* _Source extract_:
^^^^^^^^

RT thread migration (?) problem

From: Phil Wilshire
Date: Wed Apr 10 2013 - 08:49:55 EST


We are using kernel 3.2.21

It looks like we are seeing stalls or lockups when allowing rt threads to
migrate.

The problem has been much reduced by pinning threads to cpus.

However, we still see unreasonable delays in triggering a high priority rt
monitoring thread when it, alone, is allowed to migrate cpus. If we lock
this monitoring thread down to a single cpu and it all seems to work
properly.
By unreasonable, I mean a delay of over 500mS or more on a Real Time thread
expected to schedule every 250 mS.

The kernel 3.2.21 config is attached as is the test code.
We have tried other kernels and have seen exactly the same problem.

We have been looking at this problem for about 3 months now.. It was
initially exposed on an intel atom D525 cpu. The system simply seemed to
stop working for a period of time, sometimes over 5 seconds. All threads
and interrupts seemed to stop until suddenly it all woke up again.
Of course when the watchdog was set to 4 seconds we would get a surprise
reboot !!
When we extended the watchdog time we started to see the system recover in
the 5 second period.

This problem happens very rarely on "normal" system loading, say once
every three months or so.
We managed to accelerate the problem by creating some special stress test
code ( attached ) that reduced the failure time to a day or so on some
systems.

The test code loads the system heavily with a number of RT worker threads
repeatedly performing a small task. We are not worried about small missed
deadlines on the worker threads. We understand that we are subjecting the
system to an unreasonable load. We are simply trying to expose the main
problem.

In addition, there is an overall supervisor thread at the highest priority.
Under the fault condition the supervisor thread would sleep for 5 or so
seconds and then wake up and continue. The supervisor thread is in charge
of pinging the watchdog.

When running the special stress test, we hit the RT Throttling warning and
understand what that means.
I have enabled LTT tracing and ftrace. I did manage to get some
limited traces showing the system just hanging with no activity for 5
seconds. When it wakes up we have a rush of thread migration
operations as the system tries to recover.

Both trace options did not show much detail just prior to the hang.
When I enabled more tracing detail under ftrace the problem did not
seem to happen.

^^^^^^^^

* _Supplied material_:
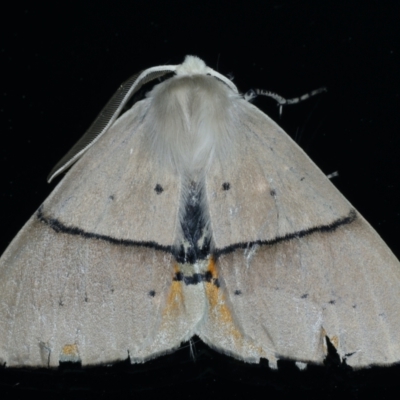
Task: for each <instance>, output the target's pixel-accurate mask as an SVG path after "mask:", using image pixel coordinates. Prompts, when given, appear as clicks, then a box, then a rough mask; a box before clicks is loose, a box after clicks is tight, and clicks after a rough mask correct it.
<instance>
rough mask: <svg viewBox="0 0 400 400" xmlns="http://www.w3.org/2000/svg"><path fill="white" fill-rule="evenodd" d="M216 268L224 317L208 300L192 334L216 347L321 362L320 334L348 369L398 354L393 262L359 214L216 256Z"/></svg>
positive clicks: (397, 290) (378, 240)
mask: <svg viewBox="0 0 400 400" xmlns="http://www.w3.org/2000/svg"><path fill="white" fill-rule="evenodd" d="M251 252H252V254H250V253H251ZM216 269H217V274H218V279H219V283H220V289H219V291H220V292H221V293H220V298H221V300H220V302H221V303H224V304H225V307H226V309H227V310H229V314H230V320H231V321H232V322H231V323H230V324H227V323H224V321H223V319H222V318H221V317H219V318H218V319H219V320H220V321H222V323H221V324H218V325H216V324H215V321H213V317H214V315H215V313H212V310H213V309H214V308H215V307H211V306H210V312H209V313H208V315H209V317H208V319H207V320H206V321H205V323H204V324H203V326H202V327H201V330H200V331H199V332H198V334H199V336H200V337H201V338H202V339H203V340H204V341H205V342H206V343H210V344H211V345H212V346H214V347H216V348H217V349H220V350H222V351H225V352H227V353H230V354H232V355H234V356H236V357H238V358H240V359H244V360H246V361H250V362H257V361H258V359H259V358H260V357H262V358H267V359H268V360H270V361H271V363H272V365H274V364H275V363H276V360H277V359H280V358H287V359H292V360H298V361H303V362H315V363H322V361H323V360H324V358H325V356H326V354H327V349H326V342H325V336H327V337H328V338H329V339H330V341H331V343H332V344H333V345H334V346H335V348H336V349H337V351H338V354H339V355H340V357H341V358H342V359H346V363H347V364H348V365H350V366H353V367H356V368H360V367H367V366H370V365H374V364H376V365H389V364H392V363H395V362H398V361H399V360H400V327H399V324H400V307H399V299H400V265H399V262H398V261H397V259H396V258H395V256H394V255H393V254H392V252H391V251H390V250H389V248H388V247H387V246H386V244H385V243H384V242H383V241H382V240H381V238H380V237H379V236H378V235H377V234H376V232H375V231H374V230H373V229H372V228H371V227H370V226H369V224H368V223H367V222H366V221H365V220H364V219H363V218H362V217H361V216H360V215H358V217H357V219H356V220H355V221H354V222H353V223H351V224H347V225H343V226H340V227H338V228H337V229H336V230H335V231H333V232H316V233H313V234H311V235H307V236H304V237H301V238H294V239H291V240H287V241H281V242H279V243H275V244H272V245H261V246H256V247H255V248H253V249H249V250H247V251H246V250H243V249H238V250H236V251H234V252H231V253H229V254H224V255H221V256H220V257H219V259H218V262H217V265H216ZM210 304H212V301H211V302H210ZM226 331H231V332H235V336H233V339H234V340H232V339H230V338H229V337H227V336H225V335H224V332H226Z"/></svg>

^^^^^^^^

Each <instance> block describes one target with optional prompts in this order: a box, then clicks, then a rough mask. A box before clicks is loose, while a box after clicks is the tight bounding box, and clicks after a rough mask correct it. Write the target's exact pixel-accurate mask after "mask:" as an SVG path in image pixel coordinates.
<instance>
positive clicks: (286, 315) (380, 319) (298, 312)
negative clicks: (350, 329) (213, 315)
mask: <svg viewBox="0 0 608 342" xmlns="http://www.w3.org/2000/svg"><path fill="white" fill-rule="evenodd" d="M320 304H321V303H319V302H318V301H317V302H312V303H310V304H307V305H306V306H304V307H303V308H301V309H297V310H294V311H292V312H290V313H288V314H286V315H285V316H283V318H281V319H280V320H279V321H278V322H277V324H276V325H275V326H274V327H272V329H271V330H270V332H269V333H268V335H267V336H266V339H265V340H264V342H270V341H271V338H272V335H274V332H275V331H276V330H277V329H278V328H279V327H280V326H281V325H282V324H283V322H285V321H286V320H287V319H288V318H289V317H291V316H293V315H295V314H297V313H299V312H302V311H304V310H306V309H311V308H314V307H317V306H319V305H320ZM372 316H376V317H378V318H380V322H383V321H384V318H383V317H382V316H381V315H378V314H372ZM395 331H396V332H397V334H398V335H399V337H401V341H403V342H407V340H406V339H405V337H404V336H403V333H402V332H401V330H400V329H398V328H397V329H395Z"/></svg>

^^^^^^^^

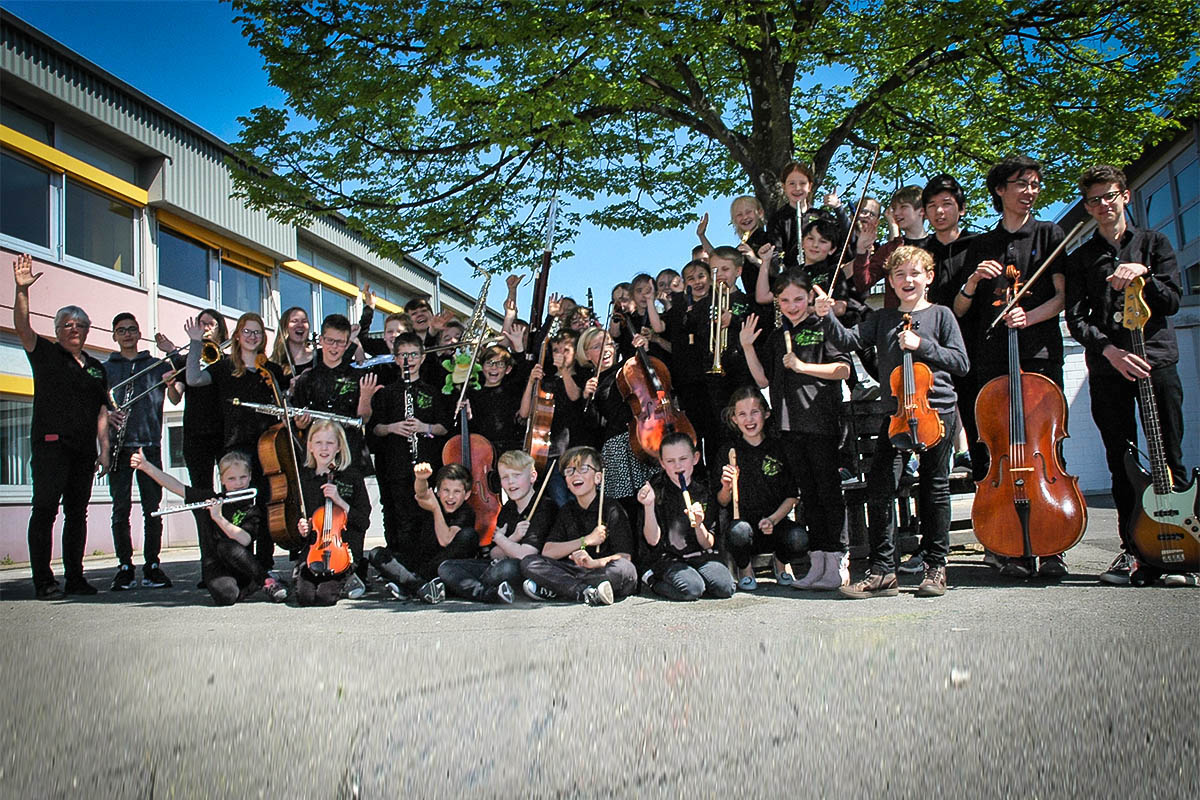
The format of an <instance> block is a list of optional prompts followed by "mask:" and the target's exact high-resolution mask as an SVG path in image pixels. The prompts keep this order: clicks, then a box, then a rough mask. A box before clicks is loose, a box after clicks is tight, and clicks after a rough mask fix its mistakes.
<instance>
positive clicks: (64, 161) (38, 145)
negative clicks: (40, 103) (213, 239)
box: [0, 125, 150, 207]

^^^^^^^^

* _To do_: Pick up the mailing-list post about RT thread migration stalls on kernel 3.2.21 after its final sentence and keep writing it.

* _Solved problem_:
We originally thought this problem was associated with the ATOM processor.
The reason for the posting is that we are now seeing the same pattern
with some larger Intel Xeon E5-2630/2680 systems

I am ready to run any tests etc, possibly even provide hardware etc to
explore this problem.
Note the attached thread_test program currently pins the management
thread to cpu 0


TIA

Attachment: config-t510v1-3.2.21
Description: Binary data

/* Copyright (c) 2013 by Talari Networks
*
* Author: Todd Martin <tmartin@xxxxxxxxxx>
*
* Description: This program creates a workload intended to test how a system handles a large number of threads
* constantly doing small bits of work followed by small sleeps. This program creates a variety of worker threads of
* varying priorities with workloads that vary in size. This also creates a thread with real time priority that
* continually sleeps for 250ms and measures the amount of time that the sleep takes. This script logs whenever a sleep
* takes longer than 1 second.
*/

#include <stdio.h>
#include <stdlib.h>
#include <sys/param.h>
#include <sys/types.h>
#include <sys/prctl.h>
#include <errno.h>
#include <error.h>
#include <string.h>
#include <inttypes.h>
#include <pthread.h>
#include <time.h>
#include <unistd.h>

u_int64_t max_time_delta_us = 0;
u_int64_t max_ever_time_delta_us = 0;
FILE * logout;
/*************************************/
/* Tunable parameters of the program */
/*************************************/

/* Which scheduling policy should we use for the worker threads */
//#define WORKER_THREAD_SCHEDULE_POLICY SCHED_FIFO

/* The priorities for the worker threads. The priorities will range from BASE_WORKER_PRIORITY to
* BASE_WORKER_PRIORITY+PRIORITY_RANGE
*/
#define BASE_WORKER_PRIORITY 66
#define PRIORITY_RANGE 20

/* The minimum amount of time that a worker thread will sleep in microseconds */
#define MIN_WORKER_THREAD_SLEEP_TIME_US 150

/* The default number of worker threads to create */
#define DEFAULT_NUM_WORKER_THREADS 45

char * syscmd=NULL;

int t2_set_processor_affinity(pthread_t thread_id, unsigned long cpu_set)
{
int ret = pthread_setaffinity_np(thread_id, sizeof(cpu_set), &cpu_set);
if (ret)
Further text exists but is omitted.